Referring expression pointing data:
○ ○ ○
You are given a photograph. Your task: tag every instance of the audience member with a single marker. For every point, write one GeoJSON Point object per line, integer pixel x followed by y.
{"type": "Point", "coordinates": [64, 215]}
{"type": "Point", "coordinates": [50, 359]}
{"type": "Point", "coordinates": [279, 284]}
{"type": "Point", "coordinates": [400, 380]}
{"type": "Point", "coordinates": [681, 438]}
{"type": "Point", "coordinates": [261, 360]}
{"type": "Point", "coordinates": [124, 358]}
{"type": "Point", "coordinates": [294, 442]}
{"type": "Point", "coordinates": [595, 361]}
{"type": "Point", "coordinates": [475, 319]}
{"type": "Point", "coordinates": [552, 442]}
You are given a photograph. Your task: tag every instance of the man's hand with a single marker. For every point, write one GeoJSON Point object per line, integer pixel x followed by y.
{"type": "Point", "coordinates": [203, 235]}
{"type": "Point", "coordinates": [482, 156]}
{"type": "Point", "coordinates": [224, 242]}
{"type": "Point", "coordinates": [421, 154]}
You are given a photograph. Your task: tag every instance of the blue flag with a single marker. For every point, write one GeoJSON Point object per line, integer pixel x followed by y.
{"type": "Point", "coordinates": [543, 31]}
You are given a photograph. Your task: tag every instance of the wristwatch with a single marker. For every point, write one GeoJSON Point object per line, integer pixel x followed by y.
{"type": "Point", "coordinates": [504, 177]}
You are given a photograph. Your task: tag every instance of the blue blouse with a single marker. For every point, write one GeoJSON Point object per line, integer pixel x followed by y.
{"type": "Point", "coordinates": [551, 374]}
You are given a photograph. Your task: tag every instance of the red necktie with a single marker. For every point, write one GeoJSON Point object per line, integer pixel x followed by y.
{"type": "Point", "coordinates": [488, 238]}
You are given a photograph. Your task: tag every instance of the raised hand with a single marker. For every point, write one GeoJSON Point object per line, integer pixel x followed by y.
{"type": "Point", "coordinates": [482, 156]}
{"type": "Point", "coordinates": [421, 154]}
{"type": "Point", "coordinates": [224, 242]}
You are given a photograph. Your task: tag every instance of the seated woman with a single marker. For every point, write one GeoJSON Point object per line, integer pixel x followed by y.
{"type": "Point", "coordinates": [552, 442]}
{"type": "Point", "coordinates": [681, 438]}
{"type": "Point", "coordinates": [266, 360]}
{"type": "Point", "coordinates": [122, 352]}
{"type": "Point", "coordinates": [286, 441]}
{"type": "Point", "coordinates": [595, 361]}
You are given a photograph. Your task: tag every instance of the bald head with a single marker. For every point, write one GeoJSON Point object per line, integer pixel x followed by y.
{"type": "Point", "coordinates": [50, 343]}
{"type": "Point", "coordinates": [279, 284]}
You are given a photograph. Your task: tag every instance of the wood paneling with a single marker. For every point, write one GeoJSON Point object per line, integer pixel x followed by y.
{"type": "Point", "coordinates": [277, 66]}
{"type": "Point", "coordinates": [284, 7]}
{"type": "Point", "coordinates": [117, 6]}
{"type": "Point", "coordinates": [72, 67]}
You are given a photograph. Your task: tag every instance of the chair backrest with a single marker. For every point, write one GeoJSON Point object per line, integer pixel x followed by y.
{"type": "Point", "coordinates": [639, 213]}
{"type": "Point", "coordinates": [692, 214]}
○ ○ ○
Exercise directions | A precise copy of all the records is needed.

Exercise output |
You are given a photograph. Your task: tag every instance of the audience member with a single marker. For every point, write one GeoJSON Point object per line, integer pixel x followed by y.
{"type": "Point", "coordinates": [64, 215]}
{"type": "Point", "coordinates": [50, 359]}
{"type": "Point", "coordinates": [279, 284]}
{"type": "Point", "coordinates": [400, 380]}
{"type": "Point", "coordinates": [681, 438]}
{"type": "Point", "coordinates": [261, 360]}
{"type": "Point", "coordinates": [124, 358]}
{"type": "Point", "coordinates": [294, 442]}
{"type": "Point", "coordinates": [595, 361]}
{"type": "Point", "coordinates": [475, 319]}
{"type": "Point", "coordinates": [552, 442]}
You are given a photograph. Your task: tag every instance of the man's hand with a single marker. For every point, write one GeoJSON Point object per line, integer pixel x followed by y.
{"type": "Point", "coordinates": [203, 235]}
{"type": "Point", "coordinates": [482, 156]}
{"type": "Point", "coordinates": [224, 242]}
{"type": "Point", "coordinates": [421, 154]}
You are given a photograph. Your task: tag every instance of the blue flag with a single marker. For every point, write one GeoJSON Point object per line, integer pixel x followed by y.
{"type": "Point", "coordinates": [543, 31]}
You are given a photograph. Your task: tag every instance of the wristwatch with a single marker. For every point, write one GeoJSON Point object per line, integer pixel x followed by y.
{"type": "Point", "coordinates": [504, 177]}
You are given a photograph. Your task: tag every instance of the blue blouse with a single marker. For every point, write one GeoJSON Point object per line, integer pixel x followed by y.
{"type": "Point", "coordinates": [551, 374]}
You are given a photograph. Your task: tag every instance of the red necktie with a single marker. For every point, write one GeoJSON Point object per line, integer pixel x followed by y.
{"type": "Point", "coordinates": [488, 238]}
You are given a photograph. Your task: tag every instance of the raised hand with a single marker. For every point, write one GeoJSON Point object per line, integer pixel x followed by y.
{"type": "Point", "coordinates": [482, 156]}
{"type": "Point", "coordinates": [421, 154]}
{"type": "Point", "coordinates": [224, 242]}
You are given a photograph. Your task: tag every instance of the seated woman with a single marker. For every point, write one GeoJSON Point object per line, integer pixel x followed by y.
{"type": "Point", "coordinates": [552, 442]}
{"type": "Point", "coordinates": [681, 438]}
{"type": "Point", "coordinates": [266, 360]}
{"type": "Point", "coordinates": [122, 352]}
{"type": "Point", "coordinates": [286, 441]}
{"type": "Point", "coordinates": [595, 361]}
You are given a photograph. Your task: tag every instance of the bald head with a single marker. For every point, write one GeoJSON Point object per line, integer pixel x followed by y.
{"type": "Point", "coordinates": [50, 343]}
{"type": "Point", "coordinates": [279, 284]}
You are given a photograph. Your task: tag every instance of the wood paneling with a single marker. For every point, write one GeoJSON Point object per line, integer pixel x followed by y.
{"type": "Point", "coordinates": [277, 66]}
{"type": "Point", "coordinates": [284, 7]}
{"type": "Point", "coordinates": [117, 6]}
{"type": "Point", "coordinates": [72, 67]}
You are given a photograph. Your task: tag every instance of the chair backrest with a single marker. For every point, write one GeoJSON Point object per line, integer pixel x followed by y.
{"type": "Point", "coordinates": [639, 213]}
{"type": "Point", "coordinates": [692, 214]}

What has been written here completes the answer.